**** Trecho para leitura
Dado que o cidadão é obrigado a pagar impostos, não somente não há nenhum incentivo ou motivo para que o burocrata seja eficiente, como também não há como um burocrata possa, mesmo que ele fosse dotado das melhores intenções do mundo, descobrir o que os consumidores querem e como ele pode satisfazer suas demandas. No geral, investidores não têm a permissão de se aventurar em uma concorrência contra um serviço estatal. Consequentemente, os consumidores terão simplesmente de permitir que os burocratas lhes ofertem seus serviços, queiram eles ou não.

Ao construir e operar uma barragem, por exemplo, o governo está fadado a ser ineficiente, a subsidiar alguns cidadãos à custa de outros, a alocar recursos inadequadamente e, no geral, a comportar-se como um navio à deriva no mar, sem uma bússola e sem um leme, tentando fornecer serviços sem estar sendo guiado pelo mecanismo de lucros e prejuízos. Ademais, para alguns cidadãos, a represa pode não representar benefício algum; no jargão dos economistas, para algumas pessoas, a represa, em vez de ser um "bem" será um "mal". Assim, para ambientalistas que são filosoficamente contra represas, ou para agricultores e populações ribeirinhas cujas propriedades serão confiscadas e inundadas pelo governo, este "serviço" é claramente negativo. O que dizer de seus direitos e propriedades? Logo, a ação governamental não somente está fadada a ser ineficiente e coerciva contra os pagadores de impostos, como também não passa de um mero esquema de redistribuição de renda para alguns grupos à custa de outros.
********
**** Entradas listadas
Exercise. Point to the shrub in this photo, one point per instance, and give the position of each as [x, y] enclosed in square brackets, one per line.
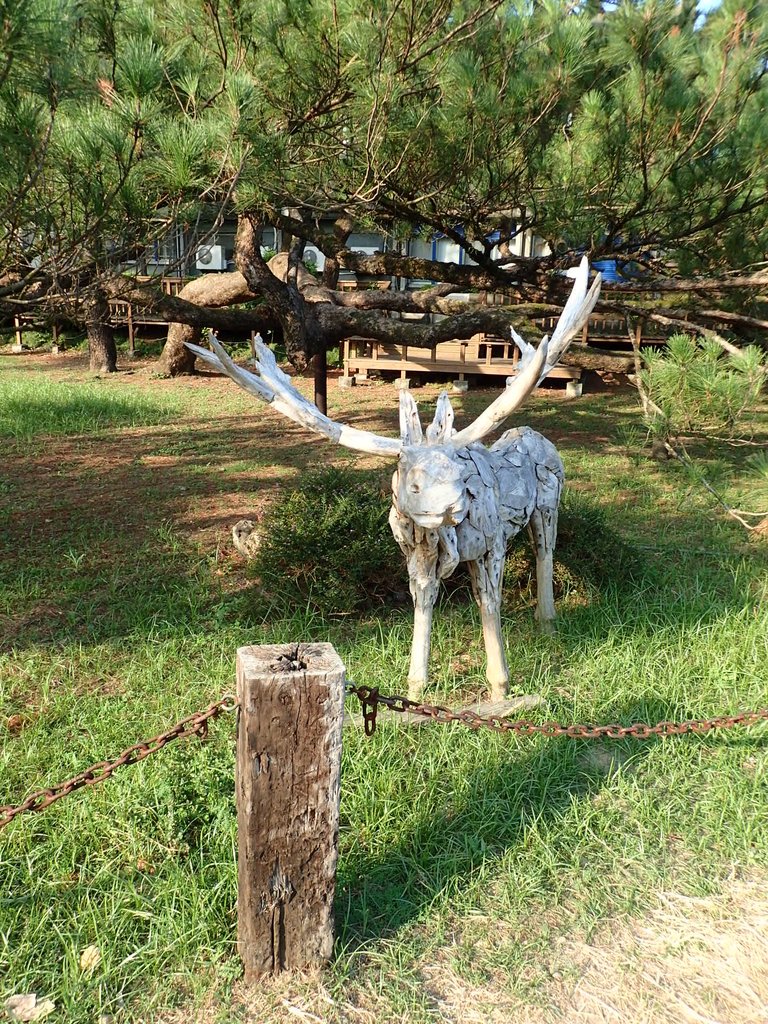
[329, 544]
[590, 555]
[697, 387]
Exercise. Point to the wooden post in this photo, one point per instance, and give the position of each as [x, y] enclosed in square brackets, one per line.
[291, 700]
[18, 328]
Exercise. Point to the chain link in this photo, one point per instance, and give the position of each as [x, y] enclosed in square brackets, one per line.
[371, 699]
[193, 725]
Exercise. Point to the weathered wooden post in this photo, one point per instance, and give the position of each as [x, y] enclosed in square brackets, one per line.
[291, 700]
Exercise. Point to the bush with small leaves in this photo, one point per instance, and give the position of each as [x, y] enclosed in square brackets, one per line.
[327, 544]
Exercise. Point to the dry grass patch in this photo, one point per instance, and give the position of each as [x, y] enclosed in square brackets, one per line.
[691, 960]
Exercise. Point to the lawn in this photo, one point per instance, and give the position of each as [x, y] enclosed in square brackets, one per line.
[479, 875]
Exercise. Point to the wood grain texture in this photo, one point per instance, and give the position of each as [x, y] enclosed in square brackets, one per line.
[288, 785]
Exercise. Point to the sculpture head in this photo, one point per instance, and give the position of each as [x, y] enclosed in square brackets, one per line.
[428, 487]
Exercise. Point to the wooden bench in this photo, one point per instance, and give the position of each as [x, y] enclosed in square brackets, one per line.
[480, 354]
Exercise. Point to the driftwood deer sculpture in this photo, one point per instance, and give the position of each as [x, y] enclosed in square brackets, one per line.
[453, 499]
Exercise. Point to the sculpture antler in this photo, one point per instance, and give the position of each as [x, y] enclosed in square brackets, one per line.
[537, 363]
[270, 384]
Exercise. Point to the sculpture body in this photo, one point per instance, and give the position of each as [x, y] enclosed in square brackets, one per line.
[488, 496]
[453, 499]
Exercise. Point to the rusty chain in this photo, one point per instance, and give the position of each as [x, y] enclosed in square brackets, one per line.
[371, 700]
[193, 725]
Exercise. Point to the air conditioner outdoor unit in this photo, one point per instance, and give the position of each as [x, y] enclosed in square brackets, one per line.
[210, 258]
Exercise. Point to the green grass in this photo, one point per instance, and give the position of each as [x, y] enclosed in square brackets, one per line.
[36, 408]
[471, 848]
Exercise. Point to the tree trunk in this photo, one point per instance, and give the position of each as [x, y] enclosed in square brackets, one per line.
[320, 365]
[176, 359]
[102, 351]
[213, 290]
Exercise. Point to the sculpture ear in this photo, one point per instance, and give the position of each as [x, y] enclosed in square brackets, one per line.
[411, 432]
[441, 428]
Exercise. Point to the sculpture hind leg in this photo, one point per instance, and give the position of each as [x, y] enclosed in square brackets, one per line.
[543, 532]
[486, 573]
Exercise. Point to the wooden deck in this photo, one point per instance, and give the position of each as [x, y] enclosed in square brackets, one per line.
[485, 355]
[480, 354]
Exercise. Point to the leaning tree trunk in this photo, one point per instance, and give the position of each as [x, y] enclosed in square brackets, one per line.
[213, 290]
[102, 351]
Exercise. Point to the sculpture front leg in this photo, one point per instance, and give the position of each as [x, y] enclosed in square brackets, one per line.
[485, 574]
[543, 531]
[424, 598]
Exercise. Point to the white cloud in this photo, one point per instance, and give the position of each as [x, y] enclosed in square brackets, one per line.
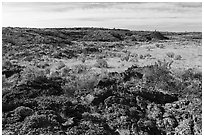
[163, 16]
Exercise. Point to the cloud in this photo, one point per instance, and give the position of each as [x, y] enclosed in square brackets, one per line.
[129, 15]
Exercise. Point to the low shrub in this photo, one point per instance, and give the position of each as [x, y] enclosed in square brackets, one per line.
[170, 54]
[80, 68]
[161, 46]
[178, 57]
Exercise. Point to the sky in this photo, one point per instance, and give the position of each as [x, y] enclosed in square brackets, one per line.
[172, 16]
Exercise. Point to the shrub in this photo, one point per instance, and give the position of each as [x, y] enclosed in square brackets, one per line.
[101, 63]
[141, 56]
[161, 46]
[60, 65]
[170, 54]
[178, 57]
[80, 68]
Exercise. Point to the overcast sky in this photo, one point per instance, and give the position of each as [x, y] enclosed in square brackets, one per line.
[133, 16]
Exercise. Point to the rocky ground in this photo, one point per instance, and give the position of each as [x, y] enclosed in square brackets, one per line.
[91, 81]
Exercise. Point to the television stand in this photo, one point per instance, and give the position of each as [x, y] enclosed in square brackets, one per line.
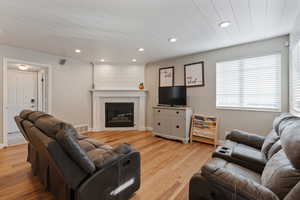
[172, 122]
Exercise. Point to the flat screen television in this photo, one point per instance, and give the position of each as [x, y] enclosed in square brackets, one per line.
[173, 96]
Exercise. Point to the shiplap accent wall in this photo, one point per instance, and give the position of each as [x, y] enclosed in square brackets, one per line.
[119, 76]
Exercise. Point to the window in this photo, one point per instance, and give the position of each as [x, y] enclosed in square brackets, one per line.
[251, 83]
[295, 80]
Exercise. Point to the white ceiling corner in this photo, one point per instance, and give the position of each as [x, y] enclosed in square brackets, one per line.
[114, 30]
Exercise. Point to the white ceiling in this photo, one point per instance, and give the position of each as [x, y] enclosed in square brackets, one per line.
[115, 29]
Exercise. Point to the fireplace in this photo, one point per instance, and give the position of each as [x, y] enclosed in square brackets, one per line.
[119, 114]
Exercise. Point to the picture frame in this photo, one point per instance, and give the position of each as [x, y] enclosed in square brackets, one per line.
[194, 74]
[166, 77]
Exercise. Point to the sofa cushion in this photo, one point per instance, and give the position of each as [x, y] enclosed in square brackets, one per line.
[69, 143]
[34, 116]
[290, 141]
[274, 149]
[18, 121]
[25, 113]
[50, 126]
[277, 121]
[248, 154]
[246, 138]
[279, 175]
[225, 183]
[270, 140]
[101, 157]
[90, 144]
[216, 164]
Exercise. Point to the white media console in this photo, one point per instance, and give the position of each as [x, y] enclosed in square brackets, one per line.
[172, 122]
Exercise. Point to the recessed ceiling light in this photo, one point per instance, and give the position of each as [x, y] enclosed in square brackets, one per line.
[225, 24]
[172, 39]
[23, 67]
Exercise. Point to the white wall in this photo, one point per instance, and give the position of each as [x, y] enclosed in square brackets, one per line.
[118, 76]
[203, 99]
[71, 83]
[294, 40]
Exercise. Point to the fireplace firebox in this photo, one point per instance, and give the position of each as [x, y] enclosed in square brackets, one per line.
[119, 114]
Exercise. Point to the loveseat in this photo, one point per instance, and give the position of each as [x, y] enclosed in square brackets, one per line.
[75, 167]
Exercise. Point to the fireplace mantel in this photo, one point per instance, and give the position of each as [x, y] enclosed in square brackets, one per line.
[101, 96]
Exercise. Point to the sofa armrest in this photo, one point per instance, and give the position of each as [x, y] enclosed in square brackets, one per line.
[246, 138]
[119, 179]
[236, 184]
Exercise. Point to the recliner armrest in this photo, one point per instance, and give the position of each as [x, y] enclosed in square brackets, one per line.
[236, 184]
[118, 179]
[246, 138]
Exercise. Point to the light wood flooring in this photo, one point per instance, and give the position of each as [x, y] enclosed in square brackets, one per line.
[167, 167]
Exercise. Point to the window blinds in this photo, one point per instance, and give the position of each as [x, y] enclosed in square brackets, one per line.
[251, 83]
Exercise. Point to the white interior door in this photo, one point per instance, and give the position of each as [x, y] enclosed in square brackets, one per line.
[22, 94]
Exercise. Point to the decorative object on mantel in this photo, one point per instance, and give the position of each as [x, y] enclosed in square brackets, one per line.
[204, 129]
[141, 86]
[166, 77]
[194, 74]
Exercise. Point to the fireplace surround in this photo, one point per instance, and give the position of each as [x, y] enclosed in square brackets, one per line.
[119, 114]
[102, 96]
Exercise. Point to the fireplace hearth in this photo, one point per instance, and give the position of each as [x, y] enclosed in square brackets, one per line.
[119, 114]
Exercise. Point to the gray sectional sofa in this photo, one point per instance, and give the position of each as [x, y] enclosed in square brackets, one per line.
[74, 167]
[252, 167]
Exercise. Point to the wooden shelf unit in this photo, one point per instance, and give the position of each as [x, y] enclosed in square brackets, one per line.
[204, 129]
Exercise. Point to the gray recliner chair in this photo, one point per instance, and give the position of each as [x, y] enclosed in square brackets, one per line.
[221, 179]
[75, 167]
[253, 151]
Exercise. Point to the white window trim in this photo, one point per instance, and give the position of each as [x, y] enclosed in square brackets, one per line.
[249, 108]
[293, 47]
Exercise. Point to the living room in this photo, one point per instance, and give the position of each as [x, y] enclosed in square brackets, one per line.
[180, 100]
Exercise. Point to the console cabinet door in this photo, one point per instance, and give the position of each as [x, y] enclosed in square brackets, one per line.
[178, 128]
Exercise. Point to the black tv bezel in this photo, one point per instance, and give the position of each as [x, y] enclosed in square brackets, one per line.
[170, 104]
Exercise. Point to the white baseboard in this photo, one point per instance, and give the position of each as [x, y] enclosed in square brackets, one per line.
[149, 128]
[221, 142]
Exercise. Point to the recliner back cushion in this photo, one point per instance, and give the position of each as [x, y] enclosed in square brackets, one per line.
[18, 121]
[69, 143]
[34, 116]
[270, 140]
[274, 149]
[51, 125]
[277, 121]
[279, 175]
[290, 141]
[25, 113]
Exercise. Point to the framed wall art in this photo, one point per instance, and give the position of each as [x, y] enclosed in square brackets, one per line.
********
◆ Trabalho pedido:
a) No trecho sobre serviços estatais, liste tudo aquilo a que o governo está "fadado" ao construir e operar uma barragem.
b) Dê continuidade ao trecho sobre serviços estatais a partir da última frase.
O material não tem relação com o trecho sobre serviços estatais.

◆ Respostas das tarefas:
a)
- ser ineficiente
- subsidiar alguns cidadãos à custa de outros
- alocar recursos inadequadamente
- comportar-se como um navio à deriva no mar, sem uma bússola e sem um leme, tentando fornecer serviços sem estar sendo guiado pelo mecanismo de lucros e prejuízos

b)
O principal grupo beneficiado pelos burocratas, obviamente, são os próprios burocratas. Toda a sua renda é extraída coercivamente dos pagadores de impostos. Burocratas não pagam impostos; suas supostas "contribuições" tributárias são uma mera ficção contábil. Se uma quadrilha rouba dinheiro de um indivíduo e fica com 10% para si e repassa os 90% restantes para terceiros, não se pode dizer que estes estão pagando 10% de imposto. Eles não ganharam seu dinheiro voluntariamente no mercado, ofertando serviços desejados pelos consumidores; apenas receberam uma fatia do dinheiro alheio que foi espoliado pela quadrilha, a qual determinou autonomamente como o butim seria dividido.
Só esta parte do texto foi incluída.